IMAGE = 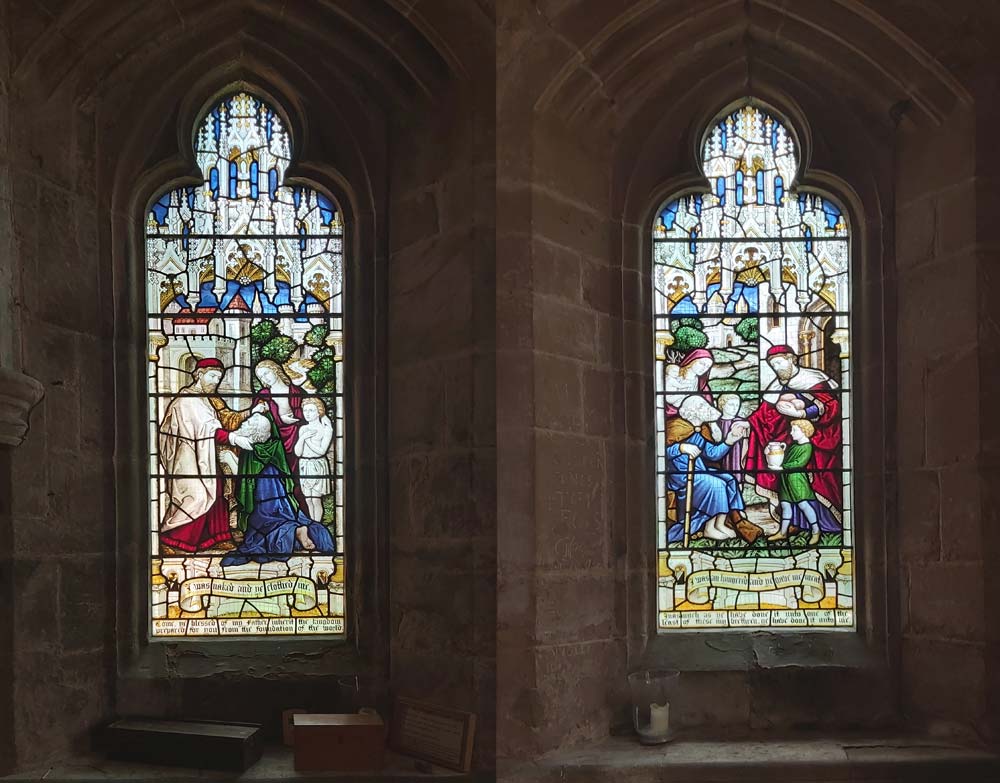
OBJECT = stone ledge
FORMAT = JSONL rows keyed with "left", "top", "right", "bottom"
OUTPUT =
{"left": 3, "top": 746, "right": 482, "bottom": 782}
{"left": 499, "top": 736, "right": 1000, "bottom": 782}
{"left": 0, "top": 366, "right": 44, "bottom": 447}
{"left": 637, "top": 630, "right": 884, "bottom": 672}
....
What you are asked to do: Everything from the line containing "FORMAT = JSONL" to the end of the listing above must be returned exactly. Both end lines belong in it.

Exercise response:
FORMAT = JSONL rows keyed with "left", "top", "right", "bottom"
OUTPUT =
{"left": 3, "top": 746, "right": 482, "bottom": 782}
{"left": 499, "top": 736, "right": 1000, "bottom": 782}
{"left": 0, "top": 366, "right": 44, "bottom": 447}
{"left": 637, "top": 630, "right": 884, "bottom": 672}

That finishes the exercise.